# [DESCRIPTION OF THE TASK]
Tally the lines of the records below that contain the string "wicker", and give only that number.

======== EXERCISE INPUTS

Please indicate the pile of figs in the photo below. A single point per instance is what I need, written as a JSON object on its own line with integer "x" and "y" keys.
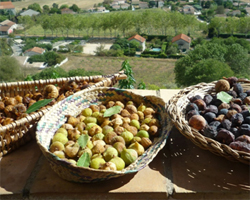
{"x": 108, "y": 136}
{"x": 224, "y": 115}
{"x": 14, "y": 108}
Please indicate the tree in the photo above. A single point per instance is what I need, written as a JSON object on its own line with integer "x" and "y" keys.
{"x": 238, "y": 59}
{"x": 46, "y": 9}
{"x": 244, "y": 25}
{"x": 63, "y": 6}
{"x": 26, "y": 22}
{"x": 231, "y": 25}
{"x": 36, "y": 7}
{"x": 55, "y": 5}
{"x": 75, "y": 8}
{"x": 190, "y": 22}
{"x": 218, "y": 24}
{"x": 177, "y": 21}
{"x": 10, "y": 69}
{"x": 125, "y": 24}
{"x": 207, "y": 71}
{"x": 44, "y": 21}
{"x": 220, "y": 10}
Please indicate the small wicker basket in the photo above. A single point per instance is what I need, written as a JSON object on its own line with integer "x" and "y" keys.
{"x": 176, "y": 107}
{"x": 53, "y": 119}
{"x": 21, "y": 131}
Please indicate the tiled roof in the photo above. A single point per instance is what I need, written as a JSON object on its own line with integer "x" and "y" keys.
{"x": 4, "y": 28}
{"x": 137, "y": 37}
{"x": 6, "y": 5}
{"x": 183, "y": 37}
{"x": 7, "y": 23}
{"x": 35, "y": 49}
{"x": 29, "y": 12}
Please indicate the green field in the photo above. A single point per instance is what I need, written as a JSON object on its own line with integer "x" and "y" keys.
{"x": 155, "y": 73}
{"x": 83, "y": 4}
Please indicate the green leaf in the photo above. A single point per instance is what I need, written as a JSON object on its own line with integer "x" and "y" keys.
{"x": 224, "y": 97}
{"x": 111, "y": 111}
{"x": 34, "y": 107}
{"x": 84, "y": 160}
{"x": 83, "y": 140}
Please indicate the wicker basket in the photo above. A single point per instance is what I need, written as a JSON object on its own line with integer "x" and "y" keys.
{"x": 176, "y": 107}
{"x": 14, "y": 135}
{"x": 53, "y": 119}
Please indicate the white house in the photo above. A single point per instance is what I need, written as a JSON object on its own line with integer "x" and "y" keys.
{"x": 7, "y": 5}
{"x": 34, "y": 51}
{"x": 29, "y": 12}
{"x": 7, "y": 27}
{"x": 139, "y": 39}
{"x": 183, "y": 41}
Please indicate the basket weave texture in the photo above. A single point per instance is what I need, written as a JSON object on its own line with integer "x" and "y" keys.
{"x": 176, "y": 107}
{"x": 53, "y": 119}
{"x": 21, "y": 131}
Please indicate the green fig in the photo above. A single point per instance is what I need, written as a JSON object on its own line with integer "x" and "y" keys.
{"x": 106, "y": 129}
{"x": 60, "y": 154}
{"x": 135, "y": 123}
{"x": 90, "y": 120}
{"x": 141, "y": 107}
{"x": 95, "y": 129}
{"x": 98, "y": 136}
{"x": 71, "y": 150}
{"x": 127, "y": 136}
{"x": 56, "y": 146}
{"x": 109, "y": 136}
{"x": 108, "y": 166}
{"x": 119, "y": 146}
{"x": 87, "y": 112}
{"x": 63, "y": 131}
{"x": 129, "y": 156}
{"x": 110, "y": 153}
{"x": 89, "y": 126}
{"x": 138, "y": 147}
{"x": 142, "y": 133}
{"x": 60, "y": 137}
{"x": 97, "y": 163}
{"x": 119, "y": 162}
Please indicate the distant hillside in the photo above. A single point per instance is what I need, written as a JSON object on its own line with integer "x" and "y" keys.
{"x": 83, "y": 4}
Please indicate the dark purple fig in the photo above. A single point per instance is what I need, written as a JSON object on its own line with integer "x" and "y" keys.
{"x": 225, "y": 136}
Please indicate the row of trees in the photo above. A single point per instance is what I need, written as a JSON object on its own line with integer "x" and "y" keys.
{"x": 211, "y": 60}
{"x": 149, "y": 22}
{"x": 52, "y": 10}
{"x": 229, "y": 25}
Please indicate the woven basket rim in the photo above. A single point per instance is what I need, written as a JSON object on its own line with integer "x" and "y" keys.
{"x": 37, "y": 114}
{"x": 121, "y": 74}
{"x": 20, "y": 131}
{"x": 175, "y": 110}
{"x": 129, "y": 169}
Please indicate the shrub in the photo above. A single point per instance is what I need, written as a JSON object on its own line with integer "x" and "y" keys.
{"x": 50, "y": 73}
{"x": 115, "y": 46}
{"x": 82, "y": 72}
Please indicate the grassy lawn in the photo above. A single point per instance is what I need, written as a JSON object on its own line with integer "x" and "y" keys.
{"x": 155, "y": 73}
{"x": 39, "y": 32}
{"x": 158, "y": 72}
{"x": 83, "y": 4}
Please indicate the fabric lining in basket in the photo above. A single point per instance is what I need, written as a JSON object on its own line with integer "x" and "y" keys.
{"x": 21, "y": 131}
{"x": 176, "y": 111}
{"x": 53, "y": 119}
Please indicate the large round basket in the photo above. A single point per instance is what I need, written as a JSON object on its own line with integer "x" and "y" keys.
{"x": 176, "y": 107}
{"x": 21, "y": 131}
{"x": 73, "y": 105}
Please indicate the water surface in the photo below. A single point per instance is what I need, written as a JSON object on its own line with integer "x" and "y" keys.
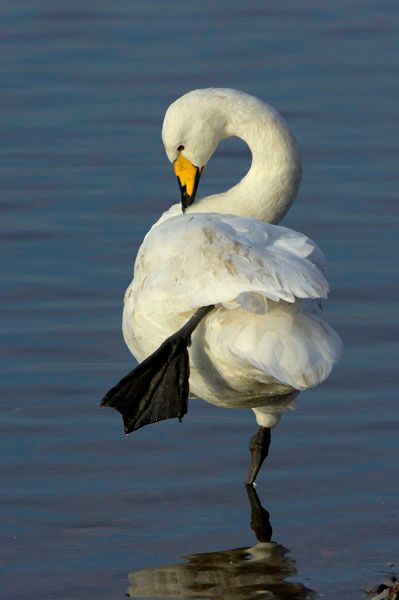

================

# [SOLUTION BELOW]
2